Siraj Syed is the India Correspondent for and a member of FIPRESCI, the International Federation of Film Critics. He is a Film Festival Correspondent since 1976, Film-critic since 1969 and a Feature-writer since 1970. 



Main Aur Charles, Review: Misanthropic biopic

Main Aur Charles, Review: Misanthropic biopic

In the biography, The Life and Crimes of Charles Sobhraj, by Richard Neville and Julie Clark, the serial killer’s mother summed him up. “He has the face of an angel, but somewhere, I think the devil crept into his soul,” she said. Main Aur Charles is the heavily edited, partly fictionalised but deeply rooted biopic about one of the most enigmatic criminal masterminds in 20th century history, wanted in India, Thailand, France, Greece, Turkey, Iran, Nepal and Hong Kong, and known widely as Charles Sobhraj, alias the Serpent (who slid out of so many jails). And the pun on the word ‘wanted’ is intentional, because a host of spell-bound men and women went to great lengths to work with him, work for him, have affairs with him and even marry him. Sobhraj, on his part, showed neither mercy nor remorse for his dastardly acts against all and sundry, and compared his deeds to that of a soldier on the battle front, gunning down enemies, in true misanthropic vein.

_Stored data:_
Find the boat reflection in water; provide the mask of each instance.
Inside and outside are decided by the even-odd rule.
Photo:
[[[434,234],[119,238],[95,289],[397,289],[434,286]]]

_Set problem 1:_ Please list every place the Main Aur Charles review says Charles Sobhraj was wanted in.
_Set problem 2:_ Extend the Main Aur Charles review beyond its last sentence.

_Right answer 1:_ India, Thailand, France, Greece, Turkey, Iran, Nepal, Hong Kong

_Right answer 2:_
Main Aur Charles makes a ridiculous attempt in the opening credits to distance itself from the real-life character and the incidents filmed, by putting in a disclaimer that it is pure ‘fiction’. Wonder what compulsions prompted the producers to do this; perhaps they were afraid of being asked to pay royalty, or of facing defamation claims (Sobhraj was well-known for charging fees for every interview he gave). The titles also thank Amod Kanth, the real-life police officer who led the Delhi team that went in hot pursuit of Sobhraj, and the Main (Me) in the title refers to Kanth. Come on, you can’t claim it is fiction and then thank the very officer who pursued the case! Moreover, in the film, the serial-killer is chased by an officer named Amod Kanth! And wait a minute, there are two more attempts at covering-up: Charles is never referred to as Sobhraj or by any other second name/surname, just Charles (!), while the first name of the Bombay police officer, who fleshes out Charles in Go,a is changed from Madhukar to Sudhakar. Nobody, who knows the well-documented facts, will be fooled so easily!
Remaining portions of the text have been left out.